DESCRIPTION OF THE TASK: Go through the records and give each one again exactly.

RECORDS PROVIDED:
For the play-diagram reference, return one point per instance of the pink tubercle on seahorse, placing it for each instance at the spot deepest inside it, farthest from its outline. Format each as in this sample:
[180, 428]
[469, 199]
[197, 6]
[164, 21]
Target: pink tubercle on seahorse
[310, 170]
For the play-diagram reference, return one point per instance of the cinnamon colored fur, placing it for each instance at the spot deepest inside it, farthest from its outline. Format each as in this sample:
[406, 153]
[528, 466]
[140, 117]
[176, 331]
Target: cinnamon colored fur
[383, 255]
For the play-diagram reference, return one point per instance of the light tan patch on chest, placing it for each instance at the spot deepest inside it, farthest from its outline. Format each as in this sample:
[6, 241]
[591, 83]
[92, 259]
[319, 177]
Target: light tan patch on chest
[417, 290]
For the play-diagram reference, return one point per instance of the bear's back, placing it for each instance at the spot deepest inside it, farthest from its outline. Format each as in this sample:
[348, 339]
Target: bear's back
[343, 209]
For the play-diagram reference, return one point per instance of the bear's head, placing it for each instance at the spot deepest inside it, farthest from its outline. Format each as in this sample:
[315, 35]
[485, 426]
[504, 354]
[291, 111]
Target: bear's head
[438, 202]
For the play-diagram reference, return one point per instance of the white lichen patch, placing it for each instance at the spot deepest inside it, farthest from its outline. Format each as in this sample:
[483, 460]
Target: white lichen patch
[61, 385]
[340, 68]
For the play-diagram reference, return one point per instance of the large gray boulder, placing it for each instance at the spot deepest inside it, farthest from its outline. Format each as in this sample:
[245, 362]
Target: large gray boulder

OUTPUT OF THE EXERCISE:
For the play-diagram reference, return one point per instance of the pink tubercle on seahorse, placing it for each instance at the spot deepest inside it, farthest from its outline. Format each as in this sample:
[180, 428]
[469, 199]
[197, 6]
[164, 21]
Target: pink tubercle on seahorse
[310, 170]
For the play-diagram reference, return one point per instance of the cinnamon colored fur, placing it for each instance at the spot deepest inside it, farthest from its outline. Format each as in this sample:
[406, 153]
[528, 466]
[140, 117]
[176, 331]
Target: cinnamon colored fur
[383, 255]
For the play-diagram reference, return one point per instance of the light tan patch on chest, placing it for each instance at the spot deepest inside it, farthest from its outline. Format each as in this sample:
[6, 241]
[591, 83]
[92, 259]
[319, 177]
Target: light tan patch on chest
[417, 290]
For the play-diagram reference, return one point per instance of the bear's back, placing it for each instance at the spot deepest inside it, farthest from its outline. Format each as in this sample:
[348, 339]
Target: bear's back
[343, 209]
For the play-diagram reference, return one point per instance of the bear's head, placing it for each instance at the spot deepest inside it, farthest from its outline. Format each as in this sample:
[315, 35]
[485, 426]
[504, 354]
[291, 111]
Target: bear's head
[438, 202]
For the play-diagram reference, return one point per instance of the white lichen patch, placing it for each instance at the spot deepest inside it, farthest from its outline. Format each as in this sample:
[483, 460]
Target: white lichen patch
[61, 385]
[340, 68]
For the play-diagram reference, return one point per instance of the large gray boulder, placing it for each instance at the spot deepest inside it, farthest from its outline. Format each as in this sample:
[245, 362]
Target: large gray boulder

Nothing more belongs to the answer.